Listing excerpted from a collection
* START *
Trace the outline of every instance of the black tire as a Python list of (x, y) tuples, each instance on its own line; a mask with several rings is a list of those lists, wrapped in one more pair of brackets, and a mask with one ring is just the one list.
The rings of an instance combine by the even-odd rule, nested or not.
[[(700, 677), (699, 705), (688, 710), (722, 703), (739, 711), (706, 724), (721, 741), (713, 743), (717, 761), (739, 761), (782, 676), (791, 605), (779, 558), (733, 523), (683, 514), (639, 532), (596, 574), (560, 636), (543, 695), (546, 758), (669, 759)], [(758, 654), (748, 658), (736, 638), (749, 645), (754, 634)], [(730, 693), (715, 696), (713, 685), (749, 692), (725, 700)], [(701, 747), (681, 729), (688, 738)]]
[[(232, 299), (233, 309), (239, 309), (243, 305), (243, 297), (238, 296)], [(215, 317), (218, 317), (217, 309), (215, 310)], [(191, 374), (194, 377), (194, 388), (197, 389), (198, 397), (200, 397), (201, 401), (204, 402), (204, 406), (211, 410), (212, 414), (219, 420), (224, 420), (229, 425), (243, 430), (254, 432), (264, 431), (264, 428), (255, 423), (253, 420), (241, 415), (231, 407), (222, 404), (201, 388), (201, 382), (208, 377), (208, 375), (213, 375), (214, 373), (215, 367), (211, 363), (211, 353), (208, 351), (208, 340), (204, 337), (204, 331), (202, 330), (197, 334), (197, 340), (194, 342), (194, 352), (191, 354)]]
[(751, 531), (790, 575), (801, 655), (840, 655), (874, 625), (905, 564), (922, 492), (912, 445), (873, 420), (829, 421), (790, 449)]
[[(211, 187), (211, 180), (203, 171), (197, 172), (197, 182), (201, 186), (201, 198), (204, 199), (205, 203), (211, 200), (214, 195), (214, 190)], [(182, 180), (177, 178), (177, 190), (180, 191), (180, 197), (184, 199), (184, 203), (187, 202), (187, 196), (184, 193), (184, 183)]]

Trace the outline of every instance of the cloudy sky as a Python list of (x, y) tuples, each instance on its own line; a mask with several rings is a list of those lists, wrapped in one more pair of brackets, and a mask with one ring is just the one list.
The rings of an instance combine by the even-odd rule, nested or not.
* END *
## [GOAL]
Reproduce the stretch of the listing from its first line through the line containing "421), (790, 449)]", including both of those lines.

## [COMPLETE ANSWER]
Trace the outline of every instance of the black tire as a Python list of (x, y) tuples, each instance on its own line; a mask with several rings is a list of those lists, wrapped in one more pair of brackets, and a mask with one ring is just the one list.
The rings of an instance combine by the even-odd rule, nested or not.
[[(700, 677), (699, 705), (688, 710), (722, 703), (739, 711), (706, 724), (721, 741), (713, 743), (717, 761), (739, 761), (782, 676), (791, 605), (779, 558), (733, 523), (683, 514), (639, 532), (596, 574), (560, 636), (543, 695), (546, 758), (669, 759)], [(758, 654), (748, 658), (736, 638), (749, 645), (754, 634)], [(730, 693), (715, 696), (713, 685), (749, 692), (725, 700)], [(701, 747), (681, 729), (688, 738)]]
[[(232, 299), (233, 309), (239, 309), (243, 305), (243, 297), (238, 296)], [(215, 317), (218, 317), (217, 309), (215, 310)], [(191, 374), (194, 377), (194, 388), (197, 389), (198, 397), (200, 397), (201, 401), (204, 402), (204, 406), (211, 410), (212, 414), (219, 420), (224, 420), (229, 425), (243, 430), (254, 432), (264, 431), (264, 428), (255, 423), (253, 420), (241, 415), (231, 407), (222, 404), (201, 388), (201, 382), (208, 377), (208, 375), (213, 375), (214, 373), (215, 367), (211, 363), (211, 353), (208, 351), (208, 340), (204, 337), (204, 331), (202, 330), (197, 334), (197, 340), (194, 342), (194, 352), (191, 354)]]
[(751, 531), (790, 575), (801, 655), (840, 655), (874, 625), (905, 564), (922, 492), (912, 445), (873, 420), (829, 421), (790, 449)]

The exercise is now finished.